##### DATA EXTRACT

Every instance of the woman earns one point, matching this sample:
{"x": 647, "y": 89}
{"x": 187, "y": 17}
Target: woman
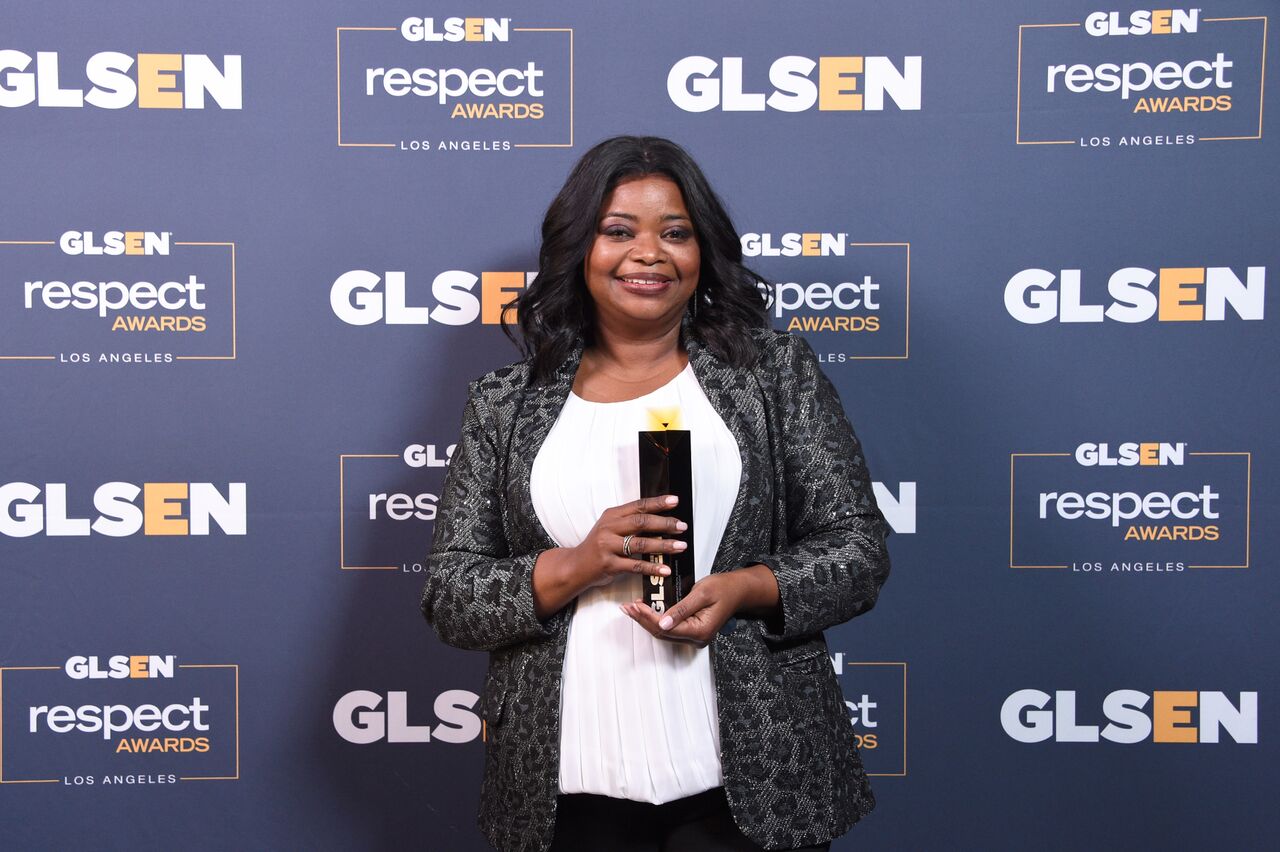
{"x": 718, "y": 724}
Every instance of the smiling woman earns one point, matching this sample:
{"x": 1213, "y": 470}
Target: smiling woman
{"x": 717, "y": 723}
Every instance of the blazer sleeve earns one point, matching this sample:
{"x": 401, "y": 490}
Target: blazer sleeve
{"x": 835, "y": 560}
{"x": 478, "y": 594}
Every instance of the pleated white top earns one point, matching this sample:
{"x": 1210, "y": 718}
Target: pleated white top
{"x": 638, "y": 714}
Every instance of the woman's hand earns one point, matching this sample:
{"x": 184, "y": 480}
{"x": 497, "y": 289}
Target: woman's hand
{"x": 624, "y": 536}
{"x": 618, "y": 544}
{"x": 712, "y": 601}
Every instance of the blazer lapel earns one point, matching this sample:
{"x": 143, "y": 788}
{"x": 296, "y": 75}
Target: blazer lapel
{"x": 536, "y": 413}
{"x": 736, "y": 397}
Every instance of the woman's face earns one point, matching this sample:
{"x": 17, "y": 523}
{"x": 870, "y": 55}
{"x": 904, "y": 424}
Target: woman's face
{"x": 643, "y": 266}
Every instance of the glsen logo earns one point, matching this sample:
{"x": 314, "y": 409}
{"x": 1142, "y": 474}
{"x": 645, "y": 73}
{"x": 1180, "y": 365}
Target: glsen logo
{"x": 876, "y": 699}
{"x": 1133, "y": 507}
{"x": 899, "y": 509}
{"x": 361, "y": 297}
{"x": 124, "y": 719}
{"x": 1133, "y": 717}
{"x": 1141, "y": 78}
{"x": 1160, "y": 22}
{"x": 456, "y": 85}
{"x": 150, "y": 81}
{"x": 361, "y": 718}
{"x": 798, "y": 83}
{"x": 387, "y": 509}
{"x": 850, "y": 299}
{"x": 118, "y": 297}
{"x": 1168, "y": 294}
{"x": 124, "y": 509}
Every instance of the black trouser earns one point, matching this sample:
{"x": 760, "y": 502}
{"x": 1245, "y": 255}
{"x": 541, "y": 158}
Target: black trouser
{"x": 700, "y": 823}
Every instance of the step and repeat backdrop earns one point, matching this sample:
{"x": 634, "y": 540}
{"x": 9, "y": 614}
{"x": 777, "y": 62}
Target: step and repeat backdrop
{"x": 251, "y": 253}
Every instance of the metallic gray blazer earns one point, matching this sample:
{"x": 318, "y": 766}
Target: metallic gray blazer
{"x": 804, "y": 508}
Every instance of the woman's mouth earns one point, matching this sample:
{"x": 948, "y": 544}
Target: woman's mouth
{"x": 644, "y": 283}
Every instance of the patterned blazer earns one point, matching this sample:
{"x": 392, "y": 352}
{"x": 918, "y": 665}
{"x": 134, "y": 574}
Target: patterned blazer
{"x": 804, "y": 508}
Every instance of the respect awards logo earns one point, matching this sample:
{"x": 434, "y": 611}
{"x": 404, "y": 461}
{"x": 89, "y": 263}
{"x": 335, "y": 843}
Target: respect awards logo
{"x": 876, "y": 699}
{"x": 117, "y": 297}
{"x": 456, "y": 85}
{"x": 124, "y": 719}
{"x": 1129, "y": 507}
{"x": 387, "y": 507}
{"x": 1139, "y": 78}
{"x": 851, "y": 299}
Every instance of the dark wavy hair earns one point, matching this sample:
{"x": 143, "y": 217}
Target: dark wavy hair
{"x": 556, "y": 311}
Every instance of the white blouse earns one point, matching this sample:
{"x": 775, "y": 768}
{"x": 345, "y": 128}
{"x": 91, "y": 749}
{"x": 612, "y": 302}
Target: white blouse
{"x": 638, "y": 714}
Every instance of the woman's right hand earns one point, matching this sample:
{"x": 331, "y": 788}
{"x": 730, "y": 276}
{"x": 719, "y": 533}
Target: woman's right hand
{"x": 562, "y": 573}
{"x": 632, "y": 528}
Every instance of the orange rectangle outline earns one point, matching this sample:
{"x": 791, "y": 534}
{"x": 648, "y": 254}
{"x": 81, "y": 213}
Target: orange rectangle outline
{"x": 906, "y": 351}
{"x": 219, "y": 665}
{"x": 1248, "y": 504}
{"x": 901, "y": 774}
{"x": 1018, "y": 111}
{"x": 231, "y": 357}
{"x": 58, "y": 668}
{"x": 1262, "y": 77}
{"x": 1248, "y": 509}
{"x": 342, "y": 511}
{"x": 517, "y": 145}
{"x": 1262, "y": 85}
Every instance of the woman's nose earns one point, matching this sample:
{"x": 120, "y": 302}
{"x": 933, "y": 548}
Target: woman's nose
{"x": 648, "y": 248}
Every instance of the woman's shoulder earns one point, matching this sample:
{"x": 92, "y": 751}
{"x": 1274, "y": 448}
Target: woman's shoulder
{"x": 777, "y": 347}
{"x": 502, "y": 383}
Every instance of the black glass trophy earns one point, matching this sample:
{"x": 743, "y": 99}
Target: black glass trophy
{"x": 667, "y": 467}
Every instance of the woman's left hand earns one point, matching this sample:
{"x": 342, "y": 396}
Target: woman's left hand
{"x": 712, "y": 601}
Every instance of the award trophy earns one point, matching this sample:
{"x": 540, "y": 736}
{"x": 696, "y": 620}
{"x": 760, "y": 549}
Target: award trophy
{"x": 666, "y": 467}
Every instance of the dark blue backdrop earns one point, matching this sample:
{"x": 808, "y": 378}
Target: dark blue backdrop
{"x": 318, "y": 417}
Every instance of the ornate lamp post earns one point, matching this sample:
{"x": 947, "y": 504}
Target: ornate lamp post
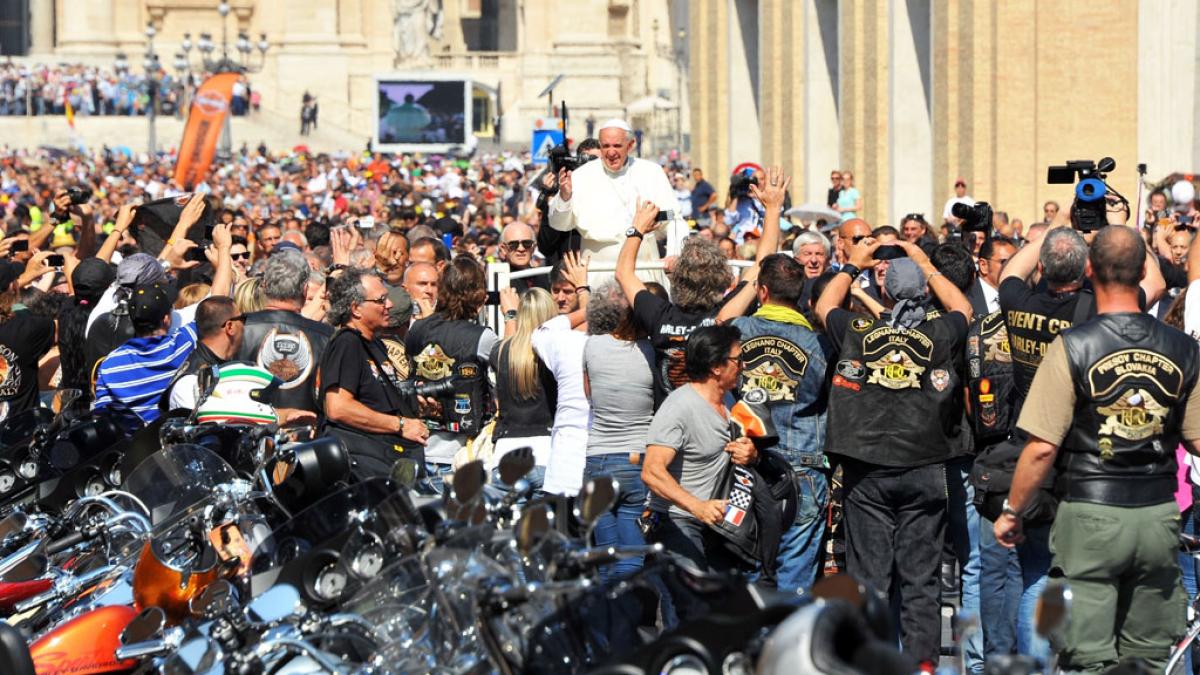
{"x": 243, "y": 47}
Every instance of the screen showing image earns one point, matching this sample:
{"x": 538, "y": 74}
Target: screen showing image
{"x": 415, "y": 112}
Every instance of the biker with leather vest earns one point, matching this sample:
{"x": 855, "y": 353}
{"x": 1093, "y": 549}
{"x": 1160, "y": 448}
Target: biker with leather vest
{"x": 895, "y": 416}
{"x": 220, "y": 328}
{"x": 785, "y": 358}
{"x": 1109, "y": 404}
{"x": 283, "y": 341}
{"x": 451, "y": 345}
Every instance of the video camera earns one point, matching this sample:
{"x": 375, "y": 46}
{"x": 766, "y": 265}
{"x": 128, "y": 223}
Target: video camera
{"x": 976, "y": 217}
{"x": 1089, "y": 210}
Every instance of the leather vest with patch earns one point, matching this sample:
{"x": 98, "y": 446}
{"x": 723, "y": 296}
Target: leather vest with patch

##########

WRITTEN INSTRUCTION = Could you convert every line of the records above into a numbered list, skipping blank lines and leaving the pictures out of your answer?

ANSWER =
1. Every instance of the woman earns one point, matching this sample:
2. {"x": 647, "y": 89}
3. {"x": 187, "y": 17}
4. Target: woman
5. {"x": 718, "y": 724}
6. Every instance of the smiling woman earns one point, matching this sample:
7. {"x": 1213, "y": 470}
8. Target: smiling woman
9. {"x": 717, "y": 723}
10. Every instance of the blazer sleeve earns one point, matching this sample:
11. {"x": 401, "y": 490}
12. Target: blazer sleeve
13. {"x": 835, "y": 560}
14. {"x": 478, "y": 594}
15. Every instance of the pleated white top earns one point, matching this sample:
16. {"x": 1210, "y": 718}
17. Target: pleated white top
18. {"x": 638, "y": 714}
19. Every instance of the woman's hand earns one point, matching this sample:
20. {"x": 184, "y": 480}
21. {"x": 497, "y": 289}
22. Target: woman's hand
23. {"x": 624, "y": 536}
24. {"x": 618, "y": 544}
25. {"x": 712, "y": 601}
26. Every instance of the blazer lapel earns one point, matching this sample:
27. {"x": 143, "y": 788}
28. {"x": 296, "y": 75}
29. Target: blazer lapel
30. {"x": 536, "y": 413}
31. {"x": 736, "y": 397}
32. Every instance of the woman's face earns one point, matching this sample:
33. {"x": 17, "y": 523}
34. {"x": 870, "y": 55}
35. {"x": 904, "y": 424}
36. Target: woman's face
37. {"x": 643, "y": 266}
38. Every instance of the glsen logo earns one point, matching this sample:
39. {"x": 314, "y": 409}
40. {"x": 1142, "y": 474}
41. {"x": 645, "y": 73}
42. {"x": 1180, "y": 365}
43. Target: glsen logo
44. {"x": 876, "y": 699}
45. {"x": 1133, "y": 507}
46. {"x": 899, "y": 509}
47. {"x": 361, "y": 297}
48. {"x": 124, "y": 719}
49. {"x": 1133, "y": 717}
50. {"x": 1141, "y": 78}
51. {"x": 1160, "y": 22}
52. {"x": 456, "y": 85}
53. {"x": 150, "y": 81}
54. {"x": 361, "y": 718}
55. {"x": 798, "y": 83}
56. {"x": 387, "y": 509}
57. {"x": 850, "y": 299}
58. {"x": 118, "y": 297}
59. {"x": 1168, "y": 294}
60. {"x": 124, "y": 509}
61. Every instance of the black trouser earns one point, matching this sample:
62. {"x": 760, "y": 502}
63. {"x": 1245, "y": 255}
64. {"x": 541, "y": 158}
65. Target: black trouser
66. {"x": 700, "y": 823}
67. Every instance of the step and repeat backdrop earns one point, matching this sample:
68. {"x": 634, "y": 540}
69. {"x": 9, "y": 614}
70. {"x": 777, "y": 62}
71. Target: step and repeat backdrop
72. {"x": 251, "y": 253}
73. Every instance of the metallic gray blazer earns one point, matching this sample:
74. {"x": 318, "y": 766}
75. Target: metallic gray blazer
76. {"x": 804, "y": 508}
77. Every instance of the woman's mouth earns one point, matching this sample:
78. {"x": 948, "y": 544}
79. Target: woman's mouth
80. {"x": 644, "y": 283}
81. Every instance of the patterned blazer earns one point, matching this sample:
82. {"x": 392, "y": 352}
83. {"x": 918, "y": 665}
84. {"x": 134, "y": 574}
85. Target: patterned blazer
86. {"x": 804, "y": 508}
87. Every instance of the respect awards logo earns one point, matching this sample:
88. {"x": 434, "y": 611}
89. {"x": 404, "y": 461}
90. {"x": 89, "y": 263}
91. {"x": 335, "y": 843}
92. Target: respect awards logo
93. {"x": 876, "y": 699}
94. {"x": 117, "y": 297}
95. {"x": 456, "y": 85}
96. {"x": 124, "y": 719}
97. {"x": 1129, "y": 507}
98. {"x": 387, "y": 507}
99. {"x": 1139, "y": 78}
100. {"x": 851, "y": 299}
101. Every instance of the dark wavy hair earns one point, matching this sample:
102. {"x": 143, "y": 217}
103. Target: dark wavy hair
104. {"x": 556, "y": 311}
105. Every instance of the white blouse earns one point, matching this sample:
106. {"x": 775, "y": 768}
107. {"x": 345, "y": 128}
108. {"x": 91, "y": 749}
109. {"x": 612, "y": 302}
110. Target: white blouse
111. {"x": 638, "y": 714}
112. Every instance of the woman's right hand earns one point, matching this sample:
113. {"x": 331, "y": 788}
114. {"x": 730, "y": 276}
115. {"x": 719, "y": 533}
116. Target: woman's right hand
117. {"x": 562, "y": 573}
118. {"x": 632, "y": 528}
119. Every instance of the orange rectangle outline earns one point, matching this sample:
120. {"x": 791, "y": 534}
121. {"x": 648, "y": 254}
122. {"x": 81, "y": 213}
123. Target: orange rectangle outline
124. {"x": 906, "y": 351}
125. {"x": 219, "y": 665}
126. {"x": 1248, "y": 504}
127. {"x": 901, "y": 774}
128. {"x": 1018, "y": 111}
129. {"x": 231, "y": 357}
130. {"x": 58, "y": 668}
131. {"x": 1262, "y": 77}
132. {"x": 1248, "y": 509}
133. {"x": 342, "y": 511}
134. {"x": 517, "y": 145}
135. {"x": 1262, "y": 85}
136. Every instance of the woman's nose earns one point, matching this sample:
137. {"x": 120, "y": 302}
138. {"x": 933, "y": 548}
139. Target: woman's nose
140. {"x": 648, "y": 248}
141. Every instance of the woman's shoulder earns one point, matching this sample:
142. {"x": 92, "y": 751}
143. {"x": 1274, "y": 448}
144. Target: woman's shoulder
145. {"x": 777, "y": 347}
146. {"x": 502, "y": 383}
147. Every instance of the black glass trophy earns one point, matching this sample:
148. {"x": 743, "y": 99}
149. Target: black glass trophy
150. {"x": 667, "y": 467}
151. Every instance of the woman's left hand earns one point, matching this sample:
152. {"x": 342, "y": 396}
153. Target: woman's left hand
154. {"x": 712, "y": 601}
155. Every instance of the award trophy earns one point, matching this sample:
156. {"x": 540, "y": 736}
157. {"x": 696, "y": 620}
158. {"x": 760, "y": 549}
159. Target: award trophy
160. {"x": 666, "y": 467}
161. Every instance of the dark blue backdrop earns one point, matching this sample:
162. {"x": 808, "y": 378}
163. Target: dark blue backdrop
164. {"x": 318, "y": 417}
165. Every instance of the ornate lamp post earns one point, matching this sample:
166. {"x": 947, "y": 504}
167. Target: ornate lamp post
168. {"x": 243, "y": 47}
169. Every instance of the screen showing image earns one point, matching this sample:
170. {"x": 538, "y": 74}
171. Target: screen showing image
172. {"x": 415, "y": 112}
173. Every instance of the biker with leather vest earns one point, matching this sample:
174. {"x": 855, "y": 353}
175. {"x": 1093, "y": 549}
176. {"x": 1160, "y": 448}
177. Target: biker with leather vest
178. {"x": 895, "y": 416}
179. {"x": 220, "y": 328}
180. {"x": 785, "y": 358}
181. {"x": 1109, "y": 404}
182. {"x": 283, "y": 341}
183. {"x": 451, "y": 345}
184. Every instance of the video camera earns one point, matching this sample:
185. {"x": 375, "y": 46}
186. {"x": 766, "y": 265}
187. {"x": 128, "y": 223}
188. Target: video camera
189. {"x": 976, "y": 217}
190. {"x": 1089, "y": 210}
191. Every instance of the leather vest with patch earns one point, matching this sample:
192. {"x": 98, "y": 446}
193. {"x": 723, "y": 296}
194. Target: leather vest with patch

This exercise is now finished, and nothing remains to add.